Data lines start
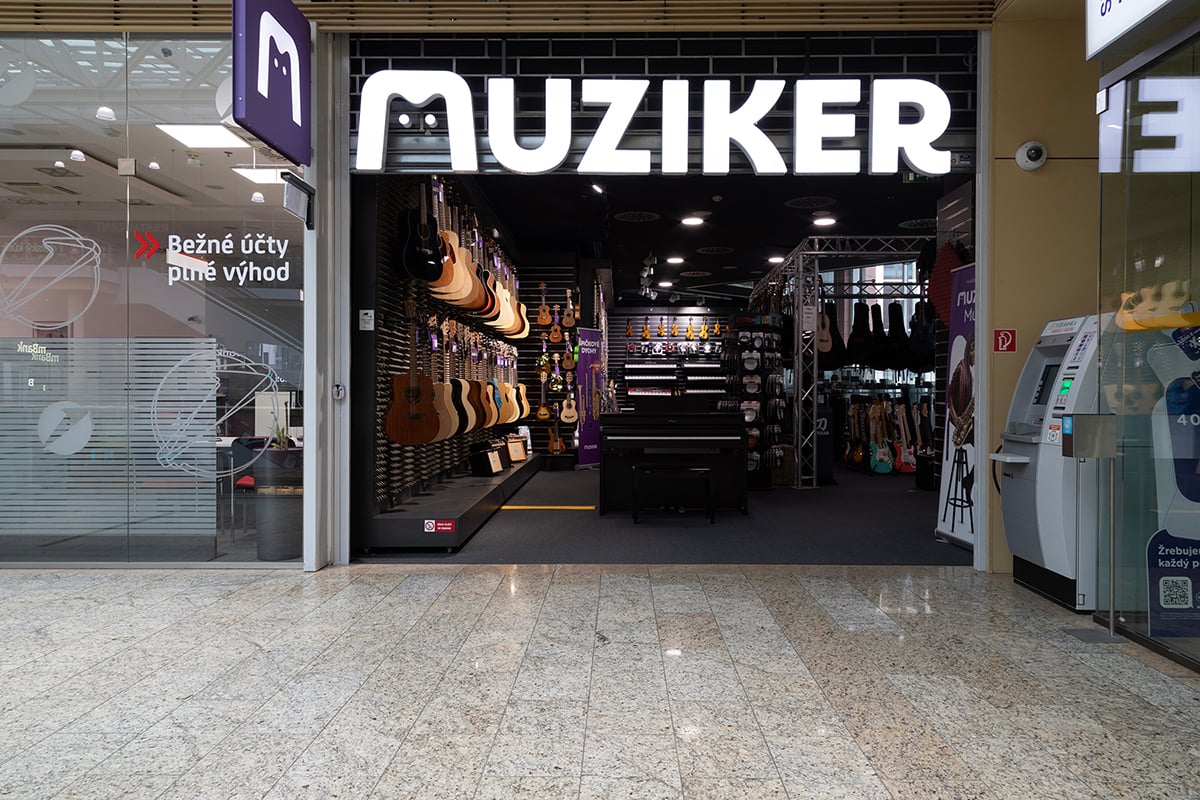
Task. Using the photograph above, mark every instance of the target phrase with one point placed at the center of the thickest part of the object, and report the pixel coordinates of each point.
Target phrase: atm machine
(1049, 501)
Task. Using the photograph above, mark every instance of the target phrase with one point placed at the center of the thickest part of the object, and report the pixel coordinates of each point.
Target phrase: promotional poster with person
(957, 500)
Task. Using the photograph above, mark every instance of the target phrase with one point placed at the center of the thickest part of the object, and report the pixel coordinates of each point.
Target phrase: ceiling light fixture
(217, 137)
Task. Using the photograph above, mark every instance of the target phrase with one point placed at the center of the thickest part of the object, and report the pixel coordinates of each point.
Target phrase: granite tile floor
(585, 683)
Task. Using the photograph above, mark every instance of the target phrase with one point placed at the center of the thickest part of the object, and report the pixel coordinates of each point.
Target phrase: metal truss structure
Data lines end
§ **Instructions to follow**: Can you update all of the material above so that "photograph" is replaced with "image" and everything else stays unchanged? Leave the pictures out of your answer.

§ **Result below**:
Task. Using the image above, mark every instance of the target phrase with one point placed at the center of the thickest part of the object, and report the pixel coordinates of each point.
Target phrase: atm machine
(1049, 501)
Task. Using the image above, mark every instance of the target phrase with one point placed at the center of the thickest part of the object, and report the pixel coordinates of each point.
Target phrase: promotional poster with person
(957, 500)
Task. Using the image above, mark every instance of the target phrase with one point placed at the center of the thickest part of the object, and report the pixel coordinates of each point.
Target phrase: ceiling light fixture
(217, 137)
Task. Using the image above, mark every instance of the target phrase with one point placed at the center of the thickest part of the object, and report the pixel coordinates of each point.
Target phrase: granite tile floor
(585, 683)
Task. Using the image above, mark every instance of the target phrase with one point placed at the center of the thickest part of the object, and report the pixel coordinates of each point.
Target phrase: metal truss structure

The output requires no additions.